**Given instruction 1:**
Decide whether each statement (a), (b), and (c) agrees with the forest letter below. Answer yes or no for each, and quote the deciding words from the letter.

(a) Newer studies by independent researchers estimate that fire came to the forest less often than the older estimate.
(b) The Santa Fe watershed was thinned and first burned one decade ago.
(c) Thinning prescriptions normally remove only a small share of the trees in an area.
**Given instruction 2:**
Answer these questions using the forest letter below.
(a) Which two natural forest processes does the letter name?
(b) What does thinning slash create?
(c) How often did the local forest historically burn, according to existing research from the US Forest Service and its partners?

Letter from the editor
A transformation is taking place in our forest.
It’s changing by the year as the climate becomes warmer and dryer. Existing vegetation in many areas is becoming more marginal. Those of us who live by and with the forest can see it happening. Some years we wonder if the trees will even make it, and then the rains come and they look healthy again. But they don’t seem to be able to tolerate even relatively small impacts.
The forest is resilient in its own way when left free of human interventions. It’s evolving into the healthiest forest possible given current conditions, even if it doesn’t always look that way to us after natural forest processes such as wildfire and bark beetle outbreaks. There will likely be major shifts in vegetation types.
It appears to be difficult, or even impossible for our forest to recover ecological balance and function after fuel treatment projects — extensive thinning followed by periodic prescribed burns. We can see this in the Santa Fe watershed which was thinned and first burned two decades ago. Many treated areas still look like a forest wasteland, not functional forest.
Thinning prescriptions normally call for the vast majority of trees to be removed from large areas of forest. This can involve heavy machinery, damage to trees left behind both above the soil and below, and roads built or improved out in the forest which can cause erosion and wildlife fragmentation. These roads carry the impacts of the public further out into the forest — including increased fire risk. Thinning slash creates increased fire and insect outbreak risk.
Existing research from the US Forest Service and its partners estimates that our local forest historically burned every 5 to 15 years, and prescribed fire regimens often follow that general framework. Newer studies by independent researchers estimate that fire came to our forest much less frequently — one study estimates it came at an average of every 55 years for dry mixed conifer and ponderosa pine in the Santa Fe watershed. The too-frequent prescribed fire is not allowing a healthy understory to return, and along with too-intensive thinning, is in many cases leaving our forests too open, barren, dry and ecologically brittle. And sometimes prescribed fire actually causes fires, such as the Cerro Grande Fire, the Hermits Peak Fire, the Calf Canyon Fire and the Cerro Pelado Fire.

**Recorded data:**
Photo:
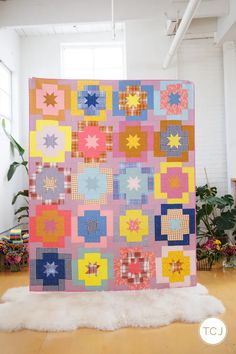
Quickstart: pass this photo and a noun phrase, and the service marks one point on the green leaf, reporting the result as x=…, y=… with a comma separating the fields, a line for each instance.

**Task answer 1:**
(a) Yes: "Newer studies by independent researchers estimate that fire came to our forest much less frequently"
(b) No: "thinned and first burned two decades ago"
(c) No: "Thinning prescriptions normally call for the vast majority of trees to be removed from large areas of forest."

**Task answer 2:**
(a) Wildfire and bark beetle outbreaks
(b) Increased fire and insect outbreak risk
(c) Every 5 to 15 years